= Exercise requirements =
Can you swap each "Query" in the lines below for "Label", keep everything else the same, and leave the pictures out of your answer?

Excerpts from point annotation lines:
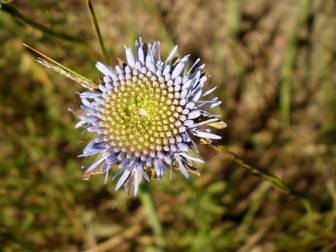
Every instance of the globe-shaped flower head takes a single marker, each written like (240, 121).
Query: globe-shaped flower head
(146, 115)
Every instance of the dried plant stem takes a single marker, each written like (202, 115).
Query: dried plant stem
(278, 183)
(146, 198)
(97, 30)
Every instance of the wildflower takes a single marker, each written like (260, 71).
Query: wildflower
(146, 115)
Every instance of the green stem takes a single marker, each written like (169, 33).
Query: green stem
(24, 20)
(146, 198)
(97, 30)
(278, 183)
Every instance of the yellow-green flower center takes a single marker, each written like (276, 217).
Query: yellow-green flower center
(142, 115)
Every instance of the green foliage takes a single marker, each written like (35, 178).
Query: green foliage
(44, 204)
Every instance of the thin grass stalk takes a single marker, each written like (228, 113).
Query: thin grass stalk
(275, 181)
(9, 9)
(95, 25)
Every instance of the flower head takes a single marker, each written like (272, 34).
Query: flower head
(146, 115)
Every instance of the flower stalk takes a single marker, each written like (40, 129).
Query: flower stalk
(147, 201)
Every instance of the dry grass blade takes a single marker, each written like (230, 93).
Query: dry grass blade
(58, 67)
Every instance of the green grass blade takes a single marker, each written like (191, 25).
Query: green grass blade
(97, 30)
(24, 20)
(58, 67)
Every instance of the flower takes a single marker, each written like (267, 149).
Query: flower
(146, 115)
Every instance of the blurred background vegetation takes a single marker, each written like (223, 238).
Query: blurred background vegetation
(275, 64)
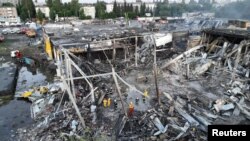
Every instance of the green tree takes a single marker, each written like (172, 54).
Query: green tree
(74, 7)
(7, 4)
(26, 9)
(49, 3)
(100, 8)
(40, 15)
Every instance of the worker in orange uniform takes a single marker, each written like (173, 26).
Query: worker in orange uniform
(131, 109)
(105, 102)
(109, 102)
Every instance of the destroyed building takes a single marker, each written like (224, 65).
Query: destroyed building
(177, 81)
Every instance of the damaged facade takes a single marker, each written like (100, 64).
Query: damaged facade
(177, 84)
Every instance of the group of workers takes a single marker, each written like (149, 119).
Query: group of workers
(107, 103)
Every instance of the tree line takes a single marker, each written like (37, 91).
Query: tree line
(26, 9)
(235, 10)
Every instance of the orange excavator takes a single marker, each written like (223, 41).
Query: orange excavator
(31, 33)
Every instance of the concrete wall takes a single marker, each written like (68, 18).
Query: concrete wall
(44, 10)
(89, 11)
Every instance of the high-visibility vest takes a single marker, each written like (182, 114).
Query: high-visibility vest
(105, 102)
(109, 102)
(131, 106)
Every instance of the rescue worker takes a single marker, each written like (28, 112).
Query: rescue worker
(105, 101)
(145, 94)
(115, 104)
(137, 101)
(131, 109)
(109, 102)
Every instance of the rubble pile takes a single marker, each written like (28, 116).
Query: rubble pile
(206, 84)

= Output for this task =
Every instance of the globe-shaped flower head takes a single marker, each written like (240, 121).
Label: globe-shaped flower head
(146, 115)
Every instance of the dried plant stem takes a single marker, each written like (202, 115).
Label: dried plant stem
(278, 183)
(146, 198)
(97, 30)
Every instance of the wildflower takes a single marker, each written like (260, 71).
Label: wildflower
(146, 115)
Every instance of the green stem takes a single marker, each written like (169, 33).
Label: green stem
(24, 20)
(146, 198)
(97, 30)
(278, 183)
Every instance of the yellow-green flower center takes a single marker, each written like (276, 217).
Label: yellow-green flower center
(142, 115)
Every instance of the green foliage takes a single marker, each written like (35, 178).
Label: green foliage
(44, 204)
Every instance of the thin grass stalk takes a single marker, each written like (228, 113).
Label: thin grass stalk
(275, 181)
(9, 9)
(95, 25)
Every instance of the flower head takes a single marker, each written like (272, 34).
Label: flower head
(146, 115)
Every instance of the flower stalk takes a single marker, each written like (40, 129).
Label: flower stalk
(147, 201)
Every instance of the dry grass blade takes a single marker, each written like (230, 93).
Label: dry grass blade
(58, 67)
Every instance of the green grass blade takes a single marker, each written like (191, 25).
Label: green grass blade
(97, 30)
(24, 20)
(58, 67)
Every instance of the flower takes a single marker, each written like (267, 149).
Label: flower
(146, 115)
Every instance of the blurred background vegetation takes a single marker, each written like (223, 238).
Label: blurred background vegetation
(275, 64)
Every instance of the green tree takes a single marker, each written like (172, 54).
Label: green tree
(74, 7)
(7, 4)
(26, 9)
(49, 3)
(100, 8)
(40, 15)
Every instance of the worker in orange uniform takes a single marker, each written like (173, 26).
Label: worker in orange uniform
(131, 109)
(105, 102)
(109, 102)
Every instance of the destroyed building takes a single marker, each written like (224, 65).
Label: destroyed building
(177, 81)
Every instance of the damaged facade takes a single marker, each written like (100, 64).
Label: damaged facade
(177, 84)
Every instance of the group of workers takes a single marker, each written like (149, 119).
Label: group of workers
(107, 103)
Every instance of the tree line takes a single marker, each written like (37, 91).
Label: tree line
(26, 9)
(235, 10)
Every instance of the orange excavator takes a single marker, each written like (223, 41).
Label: orange excavator
(31, 33)
Every instance of the concrete wall takes a single marker, each written like (68, 18).
Label: concrete wall
(44, 10)
(89, 11)
Every instance of the high-visibility vest takes a single marker, each written like (182, 114).
Label: high-visibility vest
(105, 102)
(109, 102)
(131, 106)
Every instance of the rescue worker takes a single marker, each written like (28, 112).
Label: rescue worker
(105, 101)
(145, 94)
(115, 104)
(137, 101)
(131, 109)
(109, 102)
Every instance of the rubble pile takes a single marker, each written like (28, 116).
Label: rubble pile
(206, 84)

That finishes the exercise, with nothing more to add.